[The problem]:
Put every entry below into a two-column CSV with the headers instruction and output, one row per entry, with each field quoted and its line breaks turned into spaces. Leave the pictures out.
□ □ □ □ □ □ □
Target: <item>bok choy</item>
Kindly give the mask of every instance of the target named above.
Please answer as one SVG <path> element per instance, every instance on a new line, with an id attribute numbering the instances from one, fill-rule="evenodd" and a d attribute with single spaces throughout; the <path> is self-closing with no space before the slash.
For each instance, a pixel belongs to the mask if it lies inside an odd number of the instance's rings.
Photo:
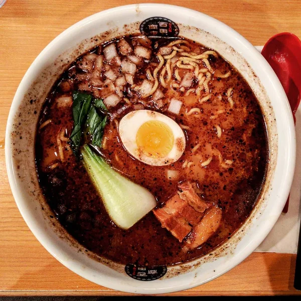
<path id="1" fill-rule="evenodd" d="M 156 206 L 156 200 L 148 190 L 115 171 L 88 145 L 82 147 L 81 153 L 85 168 L 117 226 L 128 229 Z"/>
□ □ □ □ □ □ □
[Expected answer]:
instruction,output
"Target: <item>bok choy</item> Kindly give the mask of every instance of the target named above. Please answer as one SVG <path> element per instance, every instance on a new line, with an id attribute numbering the instances from one, fill-rule=""evenodd"" and a d attribute with single spaces throughout; the <path> is self-closing with no space before the slash. For each instance, a pixel belongs to the mask if it lies inside an odd number of the instance's rings. Photo:","<path id=""1"" fill-rule=""evenodd"" d=""M 156 206 L 156 200 L 148 190 L 115 171 L 88 145 L 82 147 L 81 153 L 85 168 L 117 226 L 128 229 Z""/>"